Reproduce the records from the line holding "Where in the photo above can the bed" through the end of the records, inclusive, substituting "bedside table" for every occurrence of "nightstand" and leaving everything else unchanged.
'''
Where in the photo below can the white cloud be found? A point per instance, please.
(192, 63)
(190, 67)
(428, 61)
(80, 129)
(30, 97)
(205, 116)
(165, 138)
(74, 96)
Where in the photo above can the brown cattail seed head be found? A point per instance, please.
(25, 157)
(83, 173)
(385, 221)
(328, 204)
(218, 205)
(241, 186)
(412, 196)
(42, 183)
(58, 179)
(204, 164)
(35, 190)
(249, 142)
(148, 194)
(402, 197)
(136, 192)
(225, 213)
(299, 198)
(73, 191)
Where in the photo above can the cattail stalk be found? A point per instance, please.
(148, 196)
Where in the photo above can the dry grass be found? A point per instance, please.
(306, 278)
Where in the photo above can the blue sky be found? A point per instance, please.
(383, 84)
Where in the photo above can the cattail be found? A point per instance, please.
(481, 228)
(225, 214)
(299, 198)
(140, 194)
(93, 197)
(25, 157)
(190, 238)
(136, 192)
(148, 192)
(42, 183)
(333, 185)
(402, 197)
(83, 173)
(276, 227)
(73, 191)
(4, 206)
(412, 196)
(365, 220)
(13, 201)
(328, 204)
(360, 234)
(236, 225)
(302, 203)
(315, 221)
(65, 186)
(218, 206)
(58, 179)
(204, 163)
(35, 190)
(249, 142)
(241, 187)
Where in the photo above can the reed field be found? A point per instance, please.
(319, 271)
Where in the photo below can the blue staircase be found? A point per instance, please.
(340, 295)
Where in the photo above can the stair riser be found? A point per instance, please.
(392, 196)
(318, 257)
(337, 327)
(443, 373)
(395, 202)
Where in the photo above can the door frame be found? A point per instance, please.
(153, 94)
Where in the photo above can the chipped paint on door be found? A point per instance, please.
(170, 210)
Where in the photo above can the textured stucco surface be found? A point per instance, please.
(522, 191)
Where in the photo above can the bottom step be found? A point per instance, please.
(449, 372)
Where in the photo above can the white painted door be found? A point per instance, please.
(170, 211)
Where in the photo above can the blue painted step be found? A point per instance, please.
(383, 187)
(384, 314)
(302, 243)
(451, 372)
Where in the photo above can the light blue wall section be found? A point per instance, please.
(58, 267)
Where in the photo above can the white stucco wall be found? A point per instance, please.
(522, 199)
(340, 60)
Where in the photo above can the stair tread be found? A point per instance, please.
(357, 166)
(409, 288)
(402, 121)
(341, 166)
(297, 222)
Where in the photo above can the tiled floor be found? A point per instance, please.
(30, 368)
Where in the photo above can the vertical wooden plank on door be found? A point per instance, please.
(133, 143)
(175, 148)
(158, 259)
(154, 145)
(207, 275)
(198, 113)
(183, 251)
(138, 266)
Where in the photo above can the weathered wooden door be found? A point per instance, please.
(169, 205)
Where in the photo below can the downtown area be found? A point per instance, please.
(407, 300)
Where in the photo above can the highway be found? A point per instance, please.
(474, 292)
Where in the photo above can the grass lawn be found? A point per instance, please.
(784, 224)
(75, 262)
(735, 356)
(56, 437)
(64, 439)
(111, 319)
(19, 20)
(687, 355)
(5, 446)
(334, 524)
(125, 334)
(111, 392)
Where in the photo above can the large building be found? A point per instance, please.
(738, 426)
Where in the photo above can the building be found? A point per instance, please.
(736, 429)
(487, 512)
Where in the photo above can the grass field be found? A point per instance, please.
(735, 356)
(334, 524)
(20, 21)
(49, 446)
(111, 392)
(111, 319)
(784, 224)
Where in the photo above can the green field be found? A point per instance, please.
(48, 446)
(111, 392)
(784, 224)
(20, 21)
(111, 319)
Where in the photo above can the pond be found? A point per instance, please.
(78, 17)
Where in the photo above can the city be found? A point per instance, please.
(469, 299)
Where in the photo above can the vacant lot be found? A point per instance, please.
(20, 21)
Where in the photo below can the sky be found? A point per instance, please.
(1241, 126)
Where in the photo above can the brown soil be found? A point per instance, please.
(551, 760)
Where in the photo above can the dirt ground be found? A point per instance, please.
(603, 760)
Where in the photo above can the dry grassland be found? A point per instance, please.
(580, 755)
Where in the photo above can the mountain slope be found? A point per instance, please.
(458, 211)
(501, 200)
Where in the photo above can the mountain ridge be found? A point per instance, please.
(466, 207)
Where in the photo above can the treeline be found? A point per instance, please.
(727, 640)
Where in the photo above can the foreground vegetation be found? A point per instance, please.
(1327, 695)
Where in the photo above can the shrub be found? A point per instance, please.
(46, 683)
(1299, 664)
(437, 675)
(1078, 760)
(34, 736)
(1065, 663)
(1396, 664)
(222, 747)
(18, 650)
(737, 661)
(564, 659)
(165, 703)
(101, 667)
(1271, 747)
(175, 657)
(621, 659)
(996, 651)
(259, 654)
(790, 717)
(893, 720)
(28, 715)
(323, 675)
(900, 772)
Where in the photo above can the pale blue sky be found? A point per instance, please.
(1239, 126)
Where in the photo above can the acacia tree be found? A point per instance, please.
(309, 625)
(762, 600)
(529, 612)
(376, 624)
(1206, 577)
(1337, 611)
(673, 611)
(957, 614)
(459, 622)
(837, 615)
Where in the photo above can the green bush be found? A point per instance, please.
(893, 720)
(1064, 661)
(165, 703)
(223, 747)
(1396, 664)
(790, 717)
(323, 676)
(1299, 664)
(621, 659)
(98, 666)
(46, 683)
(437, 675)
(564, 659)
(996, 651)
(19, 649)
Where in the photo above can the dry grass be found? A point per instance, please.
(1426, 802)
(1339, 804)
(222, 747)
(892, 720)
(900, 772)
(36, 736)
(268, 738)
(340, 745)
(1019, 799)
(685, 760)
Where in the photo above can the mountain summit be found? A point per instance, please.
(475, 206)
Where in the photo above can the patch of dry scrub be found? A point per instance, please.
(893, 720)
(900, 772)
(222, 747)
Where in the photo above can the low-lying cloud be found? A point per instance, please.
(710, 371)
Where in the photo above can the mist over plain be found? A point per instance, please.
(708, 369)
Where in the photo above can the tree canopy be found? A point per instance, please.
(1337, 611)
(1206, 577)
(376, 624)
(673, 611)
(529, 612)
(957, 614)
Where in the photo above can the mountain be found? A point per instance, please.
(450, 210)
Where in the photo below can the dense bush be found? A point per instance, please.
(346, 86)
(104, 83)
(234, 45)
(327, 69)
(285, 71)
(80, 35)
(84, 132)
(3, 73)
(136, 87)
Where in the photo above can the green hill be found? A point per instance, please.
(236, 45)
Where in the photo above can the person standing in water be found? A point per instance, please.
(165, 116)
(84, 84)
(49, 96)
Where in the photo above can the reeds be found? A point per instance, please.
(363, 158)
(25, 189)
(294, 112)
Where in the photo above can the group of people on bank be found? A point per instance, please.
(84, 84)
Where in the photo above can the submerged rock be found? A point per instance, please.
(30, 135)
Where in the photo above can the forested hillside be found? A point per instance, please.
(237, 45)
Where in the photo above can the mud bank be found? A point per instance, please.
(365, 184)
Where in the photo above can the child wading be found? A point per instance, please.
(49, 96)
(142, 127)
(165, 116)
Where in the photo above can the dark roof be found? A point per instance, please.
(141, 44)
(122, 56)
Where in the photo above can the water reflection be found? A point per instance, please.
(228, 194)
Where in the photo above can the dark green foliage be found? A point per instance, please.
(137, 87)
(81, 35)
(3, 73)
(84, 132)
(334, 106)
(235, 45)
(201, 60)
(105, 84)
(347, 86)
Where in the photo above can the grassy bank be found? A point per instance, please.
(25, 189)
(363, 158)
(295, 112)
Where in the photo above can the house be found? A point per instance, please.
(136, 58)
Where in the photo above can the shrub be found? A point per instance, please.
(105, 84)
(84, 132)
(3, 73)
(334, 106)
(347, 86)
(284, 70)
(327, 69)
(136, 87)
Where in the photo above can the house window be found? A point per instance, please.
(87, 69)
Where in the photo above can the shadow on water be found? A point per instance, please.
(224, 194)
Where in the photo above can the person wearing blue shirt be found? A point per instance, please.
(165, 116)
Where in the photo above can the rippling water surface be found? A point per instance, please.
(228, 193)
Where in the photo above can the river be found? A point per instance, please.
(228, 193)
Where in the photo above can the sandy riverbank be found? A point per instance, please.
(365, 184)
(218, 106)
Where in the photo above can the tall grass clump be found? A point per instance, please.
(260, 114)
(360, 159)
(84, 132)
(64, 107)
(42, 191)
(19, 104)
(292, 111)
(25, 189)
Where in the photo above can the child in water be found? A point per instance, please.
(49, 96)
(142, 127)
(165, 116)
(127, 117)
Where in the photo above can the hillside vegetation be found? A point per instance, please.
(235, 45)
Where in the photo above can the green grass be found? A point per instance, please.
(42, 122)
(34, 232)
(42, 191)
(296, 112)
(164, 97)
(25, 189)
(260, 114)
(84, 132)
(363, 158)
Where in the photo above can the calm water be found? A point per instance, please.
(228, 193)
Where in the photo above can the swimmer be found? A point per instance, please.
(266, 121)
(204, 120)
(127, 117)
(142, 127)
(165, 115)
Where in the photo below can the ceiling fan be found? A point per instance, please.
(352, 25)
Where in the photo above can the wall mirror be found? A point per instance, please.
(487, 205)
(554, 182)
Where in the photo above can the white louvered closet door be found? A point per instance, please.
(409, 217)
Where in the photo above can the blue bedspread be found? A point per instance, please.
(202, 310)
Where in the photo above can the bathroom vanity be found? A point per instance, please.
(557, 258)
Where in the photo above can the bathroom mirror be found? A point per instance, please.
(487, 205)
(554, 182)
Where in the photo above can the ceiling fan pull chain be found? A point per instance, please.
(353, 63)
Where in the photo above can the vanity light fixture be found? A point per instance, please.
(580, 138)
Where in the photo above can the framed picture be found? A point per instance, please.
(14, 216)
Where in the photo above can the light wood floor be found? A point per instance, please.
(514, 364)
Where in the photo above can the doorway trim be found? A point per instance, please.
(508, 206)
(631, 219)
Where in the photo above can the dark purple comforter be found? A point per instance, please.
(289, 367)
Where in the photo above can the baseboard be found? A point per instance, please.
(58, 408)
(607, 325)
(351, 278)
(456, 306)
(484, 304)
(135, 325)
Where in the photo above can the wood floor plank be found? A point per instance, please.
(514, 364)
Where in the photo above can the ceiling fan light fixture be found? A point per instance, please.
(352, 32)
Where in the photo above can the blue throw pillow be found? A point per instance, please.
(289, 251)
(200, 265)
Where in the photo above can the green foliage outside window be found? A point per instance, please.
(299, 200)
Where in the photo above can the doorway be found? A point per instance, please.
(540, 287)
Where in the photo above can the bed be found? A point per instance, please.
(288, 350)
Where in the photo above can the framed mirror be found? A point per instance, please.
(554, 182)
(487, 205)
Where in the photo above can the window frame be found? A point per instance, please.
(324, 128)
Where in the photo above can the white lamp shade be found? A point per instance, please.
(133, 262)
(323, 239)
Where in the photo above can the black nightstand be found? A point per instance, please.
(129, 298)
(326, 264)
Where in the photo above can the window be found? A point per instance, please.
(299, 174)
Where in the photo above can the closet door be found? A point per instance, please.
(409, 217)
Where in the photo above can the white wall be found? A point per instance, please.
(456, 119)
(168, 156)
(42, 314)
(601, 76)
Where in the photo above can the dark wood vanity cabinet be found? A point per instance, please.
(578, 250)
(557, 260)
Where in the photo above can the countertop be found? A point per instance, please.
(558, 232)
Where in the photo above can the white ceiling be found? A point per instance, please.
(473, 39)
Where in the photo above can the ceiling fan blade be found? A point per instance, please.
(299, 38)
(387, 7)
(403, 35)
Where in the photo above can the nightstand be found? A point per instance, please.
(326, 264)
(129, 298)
'''
## Expected output
Where in the photo above can the bed be found? A point per instance, please.
(288, 350)
Where in the photo above can the framed mirror be found? A point per instance, please.
(554, 182)
(487, 205)
Where in the photo above can the window frame be found? A point per instance, please.
(324, 128)
Where in the photo above can the white lamp shade be found? A point per instance, please.
(133, 262)
(323, 239)
Where in the photo above can the black bedside table be found? A point per instance, please.
(129, 298)
(326, 264)
Where in the photo above can the window be found? A point per instance, please.
(299, 174)
Where in the photo above can the closet door be found? A point per instance, please.
(409, 217)
Where in the photo above can the white wall be found? A point per instance, please.
(456, 119)
(168, 156)
(42, 314)
(601, 76)
Where in the photo above can the dark wood vanity cabinet be found? A point per instance, please.
(578, 250)
(557, 260)
Where in the photo above can the countertop be found? A point per instance, please.
(558, 232)
Where in the photo above can the white ceiling be found? A point per instance, please.
(473, 39)
Where in the photo above can the ceiling fan blade be found? A point per instance, please.
(299, 38)
(387, 7)
(403, 35)
Where in the photo above can the bedside table be found? A point per instance, please.
(326, 264)
(129, 298)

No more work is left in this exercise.